Une organisation du marché inadaptée

Sans entrer dans les polémiques sur les coûts d’EDF, la réalité est que la France avec ses 63,2GW de capacité nucléaire en exploitation n’est pas en mesure de se passer à moyen terme de cette production et que le prix de vente doit couvrir ces coûts de production.

Le problème est dans une organisation de marché qui s’est progressivement mise en place depuis 2000 et qui ne rémunère l’électricité seulement que sur la part énergie (prix en €/MWh).

Il s’agit d’une organisation de marché classique pour les activités marchandes où les prix s’équilibrent tant bien que mal par le jeu de l’offre et de la demande : en cas de surcapacité les prix tendent vers les coûts marginaux de production pour refléter les coûts complets long terme quand des besoins d’investissement sont nécessaires compensant ainsi, par des créations de rente, les périodes de prix bas.

Cette organisation « Energy-Only » ne marche pas et ne peut pas fonctionner 

  • En période de sur capacité les prix reflètent seulement les coûts marginaux cout terme de production (et ces coûts baissent avec le déploiement des énergies éoliennes et solaire et la baisse des prix des énergies fossiles)
  • Par obligation politique, une situation de sous-capacité serait une solution anormale. En France notamment RTE doit veiller à la présence d’une marge suffisante en capacité.

Ainsi « si tout se passe bien » les acteurs sont condamnés à ne percevoir comme rémunération que le prix marginal court terme. Ce prix est actuellement basé sur le prix du charbon (il existe encore un potentiel de baisse)

Cette organisation n’a jamais fonctionné

Il est intéressant que ce modèle s’est déployé en Europe à partir de 2000 alors que le reste du monde et notamment les Etats Unis faisait marche arrière suite à la crise Californienne de 2000-2001. Le principal champion de cette organisation de marché à l’époque n’était autre que ENRON dont la déroute a contribué fortement à la crise financière de 2001

Pourquoi, me diriez-vous, la plupart des électriciens, E.ON en tête, vantait tant le marché Energy Only dans les années 2006-2010 et s’opposait violement à toute idée de rémunération pour la capacité?

Tout simplement car les prix se sont trouvés admirablement élevés !

> [LIGNES FOURNIES]:
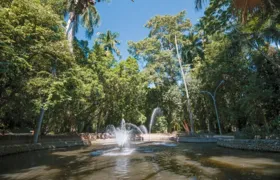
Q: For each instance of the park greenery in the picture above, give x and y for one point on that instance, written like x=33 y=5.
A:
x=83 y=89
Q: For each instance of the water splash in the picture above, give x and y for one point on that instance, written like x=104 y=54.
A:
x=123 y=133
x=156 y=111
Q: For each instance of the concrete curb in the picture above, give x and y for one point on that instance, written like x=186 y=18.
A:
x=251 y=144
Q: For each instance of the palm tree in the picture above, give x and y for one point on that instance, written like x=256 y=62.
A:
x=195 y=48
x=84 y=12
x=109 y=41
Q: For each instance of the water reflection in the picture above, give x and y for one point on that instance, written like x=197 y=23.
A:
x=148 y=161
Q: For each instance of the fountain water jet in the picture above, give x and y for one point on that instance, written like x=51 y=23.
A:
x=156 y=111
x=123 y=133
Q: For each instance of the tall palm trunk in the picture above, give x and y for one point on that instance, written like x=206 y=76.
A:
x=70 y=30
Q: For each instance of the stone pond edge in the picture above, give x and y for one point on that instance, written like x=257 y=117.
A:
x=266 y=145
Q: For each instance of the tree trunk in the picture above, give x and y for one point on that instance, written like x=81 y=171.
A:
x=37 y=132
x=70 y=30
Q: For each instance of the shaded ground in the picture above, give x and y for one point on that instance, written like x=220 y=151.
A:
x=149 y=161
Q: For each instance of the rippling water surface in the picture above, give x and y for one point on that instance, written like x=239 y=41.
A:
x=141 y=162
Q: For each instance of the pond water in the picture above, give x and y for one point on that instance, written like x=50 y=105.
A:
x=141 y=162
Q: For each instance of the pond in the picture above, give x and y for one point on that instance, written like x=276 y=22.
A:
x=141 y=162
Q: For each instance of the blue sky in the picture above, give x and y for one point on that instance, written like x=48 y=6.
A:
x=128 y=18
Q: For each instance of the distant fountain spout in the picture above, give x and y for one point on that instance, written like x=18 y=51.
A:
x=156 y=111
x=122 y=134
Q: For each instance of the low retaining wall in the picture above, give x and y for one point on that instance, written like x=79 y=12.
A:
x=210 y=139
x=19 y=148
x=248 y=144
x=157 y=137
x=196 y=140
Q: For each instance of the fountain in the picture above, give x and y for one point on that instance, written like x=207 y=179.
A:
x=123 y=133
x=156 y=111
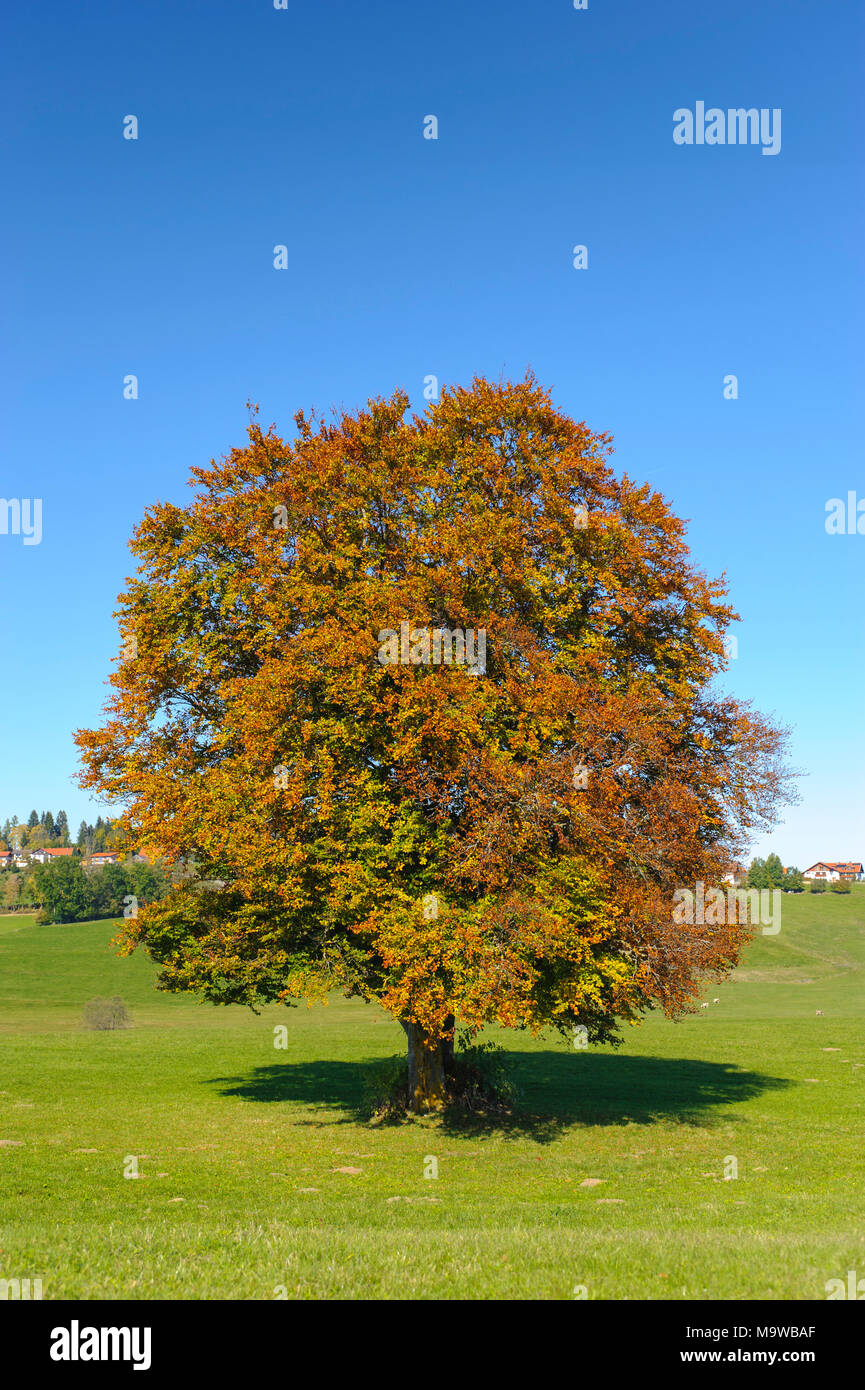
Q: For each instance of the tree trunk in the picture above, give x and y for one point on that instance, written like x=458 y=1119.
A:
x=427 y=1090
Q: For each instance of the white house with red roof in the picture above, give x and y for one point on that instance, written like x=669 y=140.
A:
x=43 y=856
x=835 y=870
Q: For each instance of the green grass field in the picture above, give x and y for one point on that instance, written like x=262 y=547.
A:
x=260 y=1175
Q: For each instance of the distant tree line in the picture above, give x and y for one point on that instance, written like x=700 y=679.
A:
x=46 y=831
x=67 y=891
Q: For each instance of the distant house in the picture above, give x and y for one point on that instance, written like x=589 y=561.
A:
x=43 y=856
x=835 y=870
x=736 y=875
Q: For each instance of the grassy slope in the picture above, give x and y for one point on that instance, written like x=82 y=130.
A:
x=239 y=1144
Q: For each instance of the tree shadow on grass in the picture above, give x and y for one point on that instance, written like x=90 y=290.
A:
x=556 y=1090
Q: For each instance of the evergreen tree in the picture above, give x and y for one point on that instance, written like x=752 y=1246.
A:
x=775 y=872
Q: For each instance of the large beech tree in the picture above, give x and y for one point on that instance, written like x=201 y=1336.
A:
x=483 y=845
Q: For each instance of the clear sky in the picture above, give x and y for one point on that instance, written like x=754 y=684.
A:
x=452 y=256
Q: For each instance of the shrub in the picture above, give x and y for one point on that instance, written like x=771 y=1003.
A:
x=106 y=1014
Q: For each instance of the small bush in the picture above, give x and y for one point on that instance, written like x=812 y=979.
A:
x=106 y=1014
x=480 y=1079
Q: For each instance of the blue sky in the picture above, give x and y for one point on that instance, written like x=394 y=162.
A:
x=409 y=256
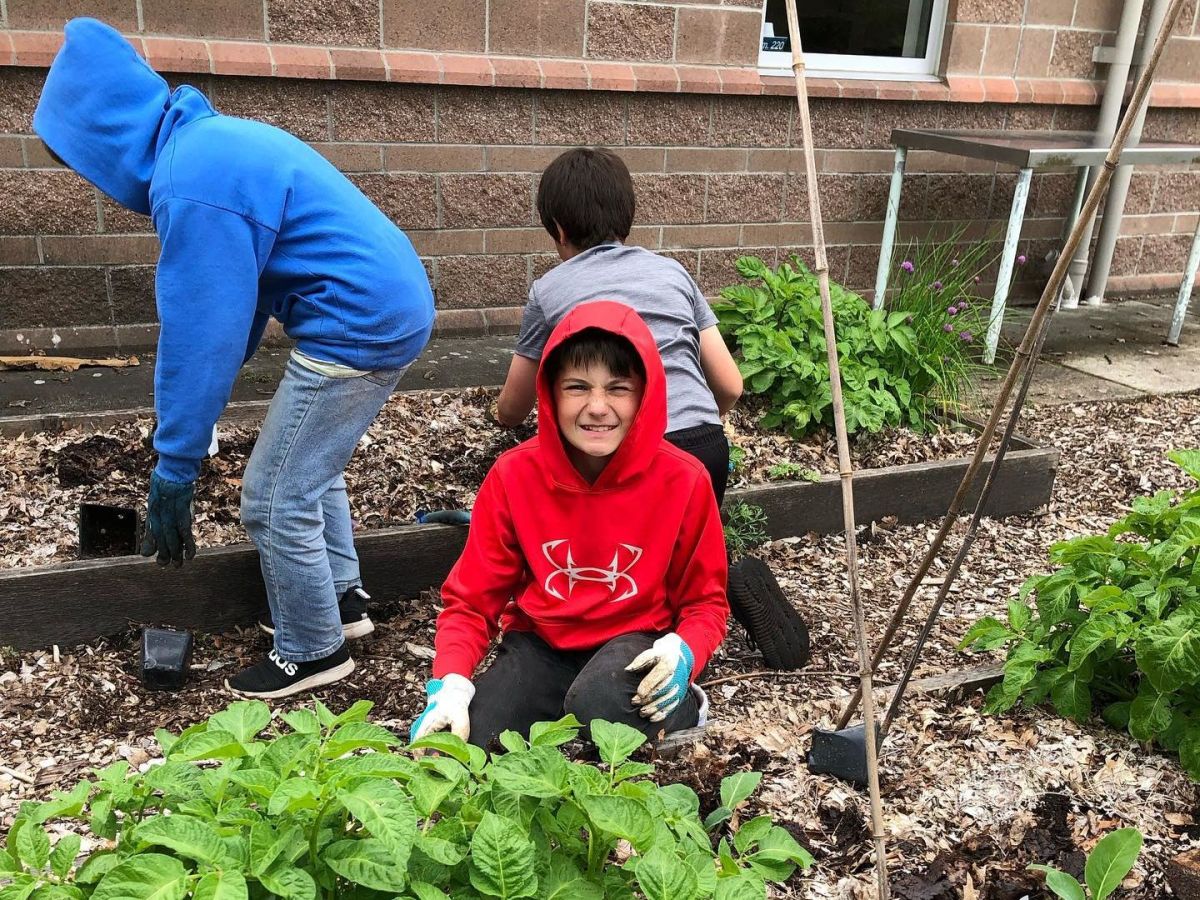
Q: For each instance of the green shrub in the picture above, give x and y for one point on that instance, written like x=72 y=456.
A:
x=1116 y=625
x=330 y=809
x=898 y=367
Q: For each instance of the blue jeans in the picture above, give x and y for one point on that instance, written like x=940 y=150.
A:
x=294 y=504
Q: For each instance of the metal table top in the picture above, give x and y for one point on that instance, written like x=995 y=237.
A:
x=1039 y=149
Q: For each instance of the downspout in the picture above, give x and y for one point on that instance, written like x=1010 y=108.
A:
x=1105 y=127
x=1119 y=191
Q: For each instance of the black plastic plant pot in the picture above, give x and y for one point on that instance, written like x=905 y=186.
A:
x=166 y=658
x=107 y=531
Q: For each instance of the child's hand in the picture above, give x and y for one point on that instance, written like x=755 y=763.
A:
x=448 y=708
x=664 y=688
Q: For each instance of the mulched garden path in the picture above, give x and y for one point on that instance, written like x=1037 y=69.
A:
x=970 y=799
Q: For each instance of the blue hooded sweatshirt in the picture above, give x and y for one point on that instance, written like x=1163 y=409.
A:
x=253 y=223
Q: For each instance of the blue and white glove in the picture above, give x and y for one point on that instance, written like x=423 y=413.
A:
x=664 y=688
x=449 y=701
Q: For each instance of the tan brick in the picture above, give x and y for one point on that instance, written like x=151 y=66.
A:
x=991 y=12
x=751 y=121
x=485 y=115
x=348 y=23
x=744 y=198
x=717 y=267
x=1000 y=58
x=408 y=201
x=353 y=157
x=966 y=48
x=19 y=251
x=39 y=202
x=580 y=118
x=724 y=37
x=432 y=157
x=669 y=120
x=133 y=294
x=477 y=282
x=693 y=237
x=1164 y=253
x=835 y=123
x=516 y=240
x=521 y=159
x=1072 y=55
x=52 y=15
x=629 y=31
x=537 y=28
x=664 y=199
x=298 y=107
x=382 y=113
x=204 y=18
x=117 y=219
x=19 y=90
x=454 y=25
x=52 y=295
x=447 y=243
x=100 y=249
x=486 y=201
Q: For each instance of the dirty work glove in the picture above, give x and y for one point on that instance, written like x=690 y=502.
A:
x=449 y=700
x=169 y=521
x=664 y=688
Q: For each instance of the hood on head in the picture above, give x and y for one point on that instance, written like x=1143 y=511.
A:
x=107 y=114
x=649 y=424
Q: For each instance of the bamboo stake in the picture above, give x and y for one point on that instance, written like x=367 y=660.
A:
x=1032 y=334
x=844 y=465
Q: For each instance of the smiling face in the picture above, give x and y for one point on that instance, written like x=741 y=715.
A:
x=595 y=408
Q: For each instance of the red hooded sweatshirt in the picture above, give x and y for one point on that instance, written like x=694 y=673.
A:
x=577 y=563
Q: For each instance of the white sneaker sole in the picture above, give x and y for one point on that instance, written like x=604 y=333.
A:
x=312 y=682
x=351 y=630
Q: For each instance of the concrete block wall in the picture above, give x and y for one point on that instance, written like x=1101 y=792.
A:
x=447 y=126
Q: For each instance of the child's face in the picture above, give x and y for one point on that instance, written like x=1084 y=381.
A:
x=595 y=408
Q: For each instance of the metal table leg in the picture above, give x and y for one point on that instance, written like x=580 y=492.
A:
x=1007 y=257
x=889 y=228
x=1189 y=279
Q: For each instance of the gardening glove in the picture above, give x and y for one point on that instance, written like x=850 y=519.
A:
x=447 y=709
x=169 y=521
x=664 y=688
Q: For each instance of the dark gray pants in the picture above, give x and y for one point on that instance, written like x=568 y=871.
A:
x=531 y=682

> [EXERCICES]:
1. Pour chacune des affirmations suivantes, indiquez par oui ou par non si elle s'accorde avec le texte sur le marché de l'électricité, en citant les mots du texte qui permettent de trancher.
(a) L'organisation de marché mise en place depuis 2000 ne rémunère l'électricité que sur la part énergie.
(b) Le modèle Energy-Only s'est déployé en Europe au moment où les États-Unis l'adoptaient à leur tour.
(c) La France dispose de 63,2 GW de capacité nucléaire en exploitation.
2. Recopiez le passage du texte sur le marché de l'électricité qui commence par « Une organisation du » et se poursuit jusqu'à « coûts de production. ».
3. D'après le texte sur le marché de l'électricité, sur quel prix repose actuellement le prix marginal court terme ?

> [CORRIGÉS]:
1.
(a) Oui : « ne rémunère l’électricité seulement que sur la part énergie (prix en €/MWh) ».
(b) Non : « alors que le reste du monde et notamment les Etats Unis faisait marche arrière suite à la crise Californienne de 2000-2001 ».
(c) Oui : « la France avec ses 63,2GW de capacité nucléaire en exploitation ».

2.
Une organisation du marché inadaptée

Sans entrer dans les polémiques sur les coûts d’EDF, la réalité est que la France avec ses 63,2GW de capacité nucléaire en exploitation n’est pas en mesure de se passer à moyen terme de cette production et que le prix de vente doit couvrir ces coûts de production.

3. Sur le prix du charbon.